___ SOURCE TEXT ___

We’ve established that Curve is a liquidity marketplace, aiming to aggregate different types of liquidity. To attract that liquidity, Curve implemented several incentive mechanisms — and that eventually escalated into full-blown “wars.” At the core of these wars is the incentive system around Curve’s governance token — CRV. This token is earned by providing liquidity to a pool, alongside the usual LP tokens. At the time the article was written, depositing into the most popular pool — 3Pool (with a TVL of $167.36M) — could earn you around 1.15% APY.

But if you look closely at the screenshot, you’ll notice the Rewards tAPR column, which shows additional rewards ranging from 1.80% to 4.51% in CRV tokens. And I gotta say — that’s a solid bonus.

However, this brings us to a key issue: the protocol needs to keep the price of CRV stable. But as it stands, liquidity providers are heavily incentivized to immediately dump their CRV, which would lead to the token’s devaluation. To prevent that — Curve introduced veCRV.

veCRV

Each asset swap on Curve charges a fee. Part of it goes directly to liquidity providers, but the other part goes to veCRV holders.

veCRV stands for Vote Escrowed Curve, and there’s only one way to get it: by staking CRV. This gives CRV holders an additional way to grow their assets, since it’s more profitable to stake and get veCRV than to immediately dump CRV.

CRV can be locked for a minimum of 1 week and a maximum of 4 years. The reward rate depends on the lock duration. So veCRV provides a solid passive income. But that’s not all. veCRV holders also get to take part in the protocol’s governance — specifically, by voting on which pools will receive CRV distributions.

Theoretically, the more votes a pool receives, the more CRV goes to stakers, and the more liquidity that pool attracts. That’s the CRV cycle inside Curve.

To understand the cycle, take a look at the diagram below:

For a protocol that has its own token and wants to launch on Curve, this mechanic is crucial. To make a pool stable and popular, a protocol would typically need to provide a huge amount of liquidity. That’s the classic approach. But if the protocol has enough veCRV, it can vote for its own pool — and the pool will start receiving CRV rewards. This makes it attractive for outside liquidity providers, who will receive CRV and reinvest it back into Curve to get additional rewards.

___ RAW RECORDS ___

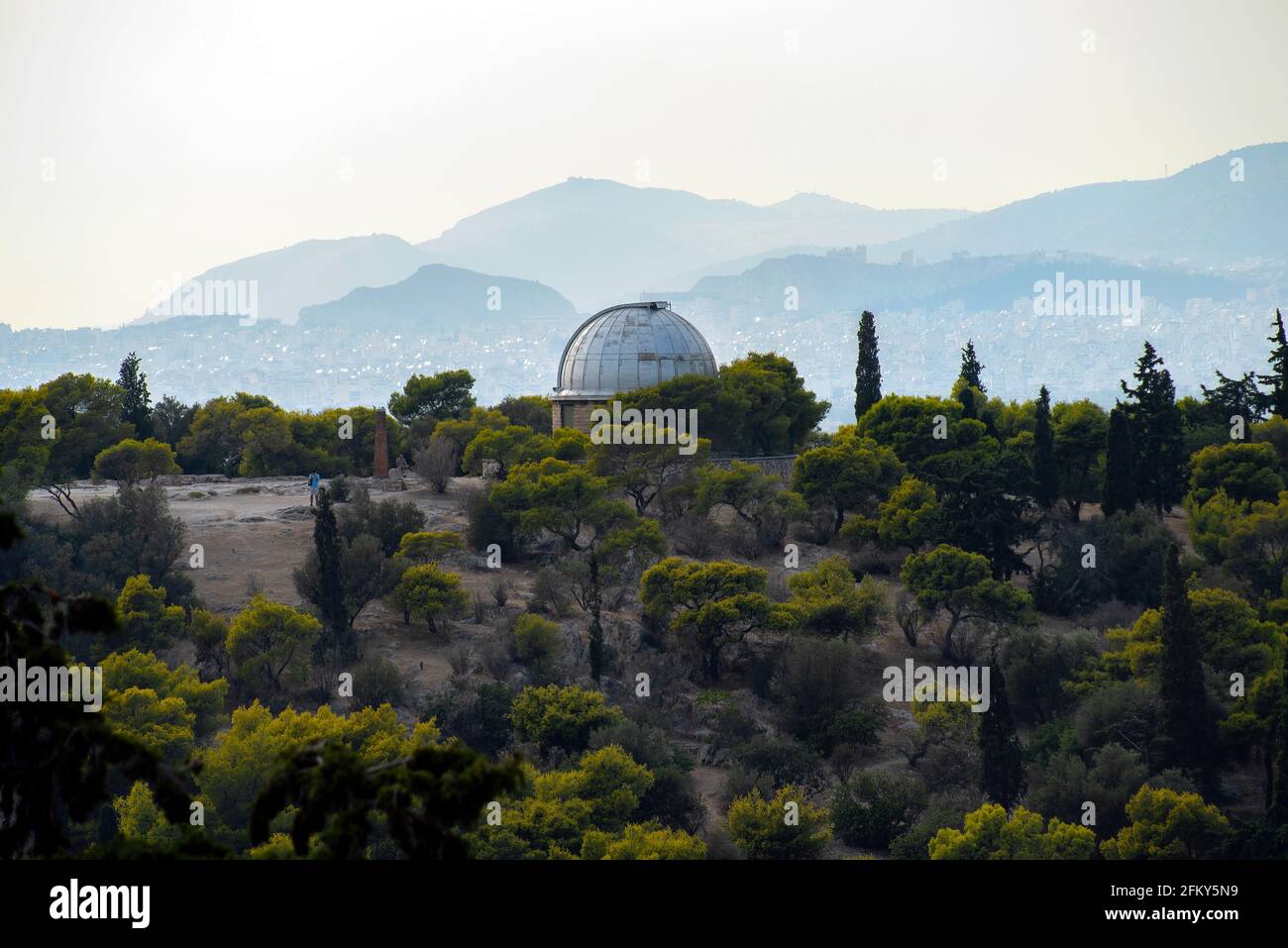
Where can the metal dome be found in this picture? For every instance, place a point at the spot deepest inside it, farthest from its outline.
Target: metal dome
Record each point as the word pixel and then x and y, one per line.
pixel 630 347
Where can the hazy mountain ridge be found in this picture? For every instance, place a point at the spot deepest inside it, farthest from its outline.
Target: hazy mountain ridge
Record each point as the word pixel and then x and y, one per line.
pixel 601 241
pixel 314 270
pixel 437 295
pixel 845 282
pixel 1198 215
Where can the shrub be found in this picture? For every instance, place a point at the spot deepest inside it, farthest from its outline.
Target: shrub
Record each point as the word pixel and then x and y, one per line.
pixel 871 807
pixel 785 827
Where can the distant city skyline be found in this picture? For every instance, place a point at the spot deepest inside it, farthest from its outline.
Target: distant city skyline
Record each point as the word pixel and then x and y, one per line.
pixel 146 140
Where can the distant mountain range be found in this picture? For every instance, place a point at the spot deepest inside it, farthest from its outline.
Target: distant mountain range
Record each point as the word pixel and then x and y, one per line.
pixel 600 241
pixel 439 296
pixel 596 243
pixel 1218 213
pixel 844 281
pixel 309 272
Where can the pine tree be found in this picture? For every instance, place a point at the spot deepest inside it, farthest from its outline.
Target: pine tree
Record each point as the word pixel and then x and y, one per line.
pixel 1003 780
pixel 971 368
pixel 326 540
pixel 867 373
pixel 1276 399
pixel 1046 473
pixel 136 407
pixel 1120 488
pixel 1158 434
pixel 1186 730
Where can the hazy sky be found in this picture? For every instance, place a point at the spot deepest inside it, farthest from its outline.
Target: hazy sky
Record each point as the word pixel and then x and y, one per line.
pixel 143 140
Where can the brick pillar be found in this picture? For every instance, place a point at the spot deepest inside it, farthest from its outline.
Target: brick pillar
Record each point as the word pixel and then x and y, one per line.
pixel 380 468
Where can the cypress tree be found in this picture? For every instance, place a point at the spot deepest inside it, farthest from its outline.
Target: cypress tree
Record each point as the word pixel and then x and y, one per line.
pixel 326 540
pixel 597 653
pixel 1157 433
pixel 1120 488
pixel 136 407
pixel 971 368
pixel 1278 809
pixel 1046 473
pixel 1276 399
pixel 867 373
pixel 1186 732
pixel 1003 780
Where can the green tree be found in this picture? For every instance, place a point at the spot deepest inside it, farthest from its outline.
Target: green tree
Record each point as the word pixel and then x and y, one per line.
pixel 171 420
pixel 958 583
pixel 565 717
pixel 971 369
pixel 909 518
pixel 643 841
pixel 269 646
pixel 909 427
pixel 137 402
pixel 428 546
pixel 1167 824
pixel 1157 433
pixel 849 474
pixel 867 372
pixel 58 760
pixel 86 415
pixel 1081 429
pixel 1001 754
pixel 990 832
pixel 828 601
pixel 785 827
pixel 1046 471
pixel 647 471
pixel 1121 491
pixel 243 759
pixel 146 620
pixel 1234 397
pixel 536 640
pixel 329 587
pixel 132 462
pixel 781 410
pixel 752 494
pixel 580 507
pixel 428 798
pixel 709 605
pixel 1185 725
pixel 1276 399
pixel 429 592
pixel 1245 472
pixel 871 807
pixel 529 411
pixel 442 395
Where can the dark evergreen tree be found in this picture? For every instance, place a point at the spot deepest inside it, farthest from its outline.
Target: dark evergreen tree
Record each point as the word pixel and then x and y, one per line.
pixel 1003 756
pixel 1046 472
pixel 1276 399
pixel 137 404
pixel 1157 432
pixel 597 656
pixel 867 373
pixel 971 368
pixel 326 539
pixel 1120 487
pixel 1278 809
pixel 1186 730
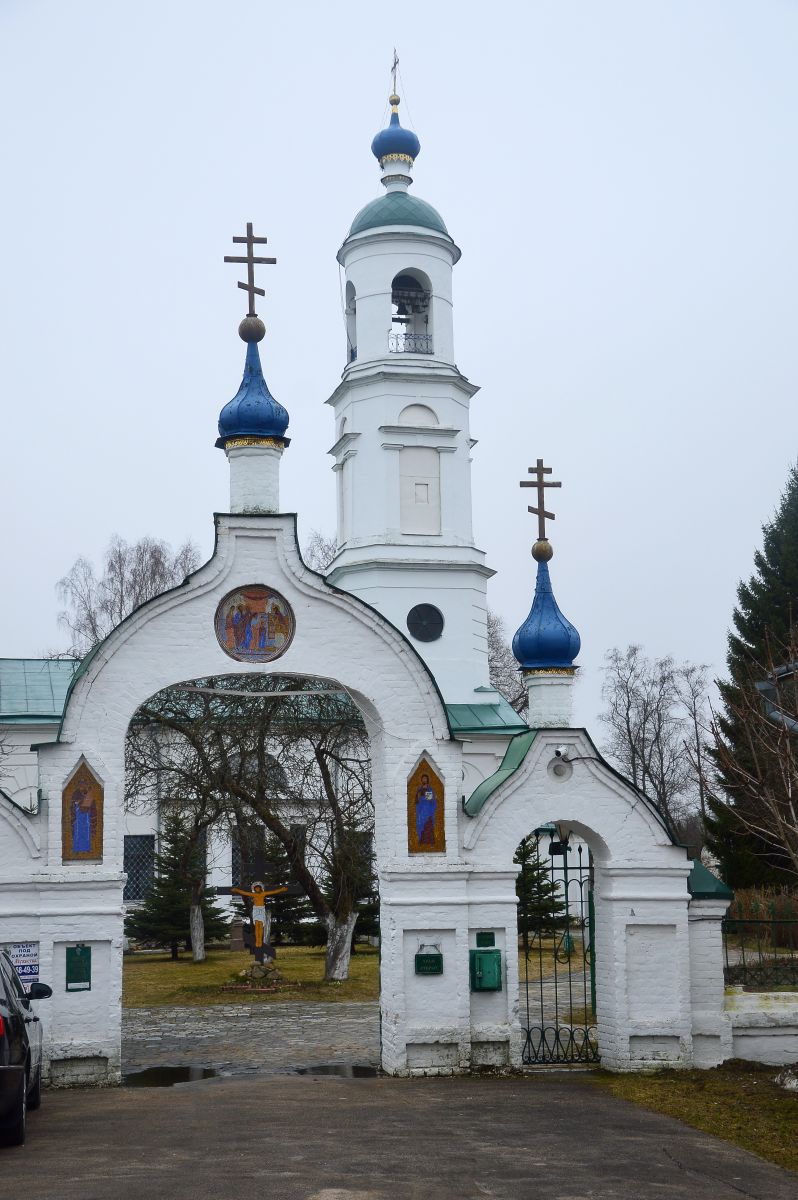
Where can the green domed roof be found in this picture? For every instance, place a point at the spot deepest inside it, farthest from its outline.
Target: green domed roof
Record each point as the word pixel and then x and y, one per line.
pixel 397 208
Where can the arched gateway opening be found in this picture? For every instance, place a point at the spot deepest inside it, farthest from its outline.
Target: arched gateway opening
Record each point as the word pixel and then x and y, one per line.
pixel 198 631
pixel 271 774
pixel 557 977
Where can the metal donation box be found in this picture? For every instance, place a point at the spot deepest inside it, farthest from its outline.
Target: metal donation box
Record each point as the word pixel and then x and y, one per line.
pixel 485 964
pixel 78 969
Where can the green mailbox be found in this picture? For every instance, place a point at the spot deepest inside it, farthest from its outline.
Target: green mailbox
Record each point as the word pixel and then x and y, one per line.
pixel 485 969
pixel 429 960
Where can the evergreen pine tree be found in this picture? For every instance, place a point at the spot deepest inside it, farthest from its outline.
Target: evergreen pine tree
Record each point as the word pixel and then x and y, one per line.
pixel 766 612
pixel 541 906
pixel 163 917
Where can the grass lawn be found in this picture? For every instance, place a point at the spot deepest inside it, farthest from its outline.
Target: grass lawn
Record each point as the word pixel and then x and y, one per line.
pixel 737 1102
pixel 150 979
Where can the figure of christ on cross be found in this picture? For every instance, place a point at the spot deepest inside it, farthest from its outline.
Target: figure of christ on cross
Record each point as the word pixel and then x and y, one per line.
pixel 258 894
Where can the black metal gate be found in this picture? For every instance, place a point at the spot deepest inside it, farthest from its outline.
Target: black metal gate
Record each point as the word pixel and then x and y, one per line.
pixel 556 942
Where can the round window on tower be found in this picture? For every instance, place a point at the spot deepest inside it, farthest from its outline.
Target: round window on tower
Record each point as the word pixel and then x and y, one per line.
pixel 425 623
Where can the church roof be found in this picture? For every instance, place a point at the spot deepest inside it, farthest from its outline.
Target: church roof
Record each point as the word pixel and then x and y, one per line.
pixel 399 208
pixel 34 689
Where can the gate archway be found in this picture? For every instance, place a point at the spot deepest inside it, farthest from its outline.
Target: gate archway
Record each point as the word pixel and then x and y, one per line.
pixel 178 636
pixel 557 988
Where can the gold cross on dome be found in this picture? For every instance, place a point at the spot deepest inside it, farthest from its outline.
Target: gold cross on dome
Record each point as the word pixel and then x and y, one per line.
pixel 250 241
pixel 541 484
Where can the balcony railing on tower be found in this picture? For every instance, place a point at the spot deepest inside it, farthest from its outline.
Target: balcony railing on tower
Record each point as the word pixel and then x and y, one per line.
pixel 401 341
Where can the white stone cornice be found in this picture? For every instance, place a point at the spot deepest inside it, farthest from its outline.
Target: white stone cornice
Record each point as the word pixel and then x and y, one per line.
pixel 388 371
pixel 346 442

___

▸ **DIRECTIVES**
a) Rewrite the Curve text between "We’ve established that" and "a solid bonus.", inclusive, changing every "liquidity" to "capital".
b) Write out the records from their first line through the line holding "pixel 1198 215", inclusive, leaving out the pictures.

▸ **ANSWERS PROVIDED**
a)
We’ve established that Curve is a capital marketplace, aiming to aggregate different types of capital. To attract that capital, Curve implemented several incentive mechanisms — and that eventually escalated into full-blown “wars.” At the core of these wars is the incentive system around Curve’s governance token — CRV. This token is earned by providing capital to a pool, alongside the usual LP tokens. At the time the article was written, depositing into the most popular pool — 3Pool (with a TVL of $167.36M) — could earn you around 1.15% APY.

But if you look closely at the screenshot, you’ll notice the Rewards tAPR column, which shows additional rewards ranging from 1.80% to 4.51% in CRV tokens. And I gotta say — that’s a solid bonus.

b)
Where can the metal dome be found in this picture? For every instance, place a point at the spot deepest inside it, farthest from its outline.
Target: metal dome
Record each point as the word pixel and then x and y, one per line.
pixel 630 347
Where can the hazy mountain ridge be found in this picture? For every instance, place a point at the spot deepest inside it, farthest from its outline.
Target: hazy mountain ridge
Record each point as the word pixel and then x and y, one per line.
pixel 601 241
pixel 314 270
pixel 437 295
pixel 845 282
pixel 1198 215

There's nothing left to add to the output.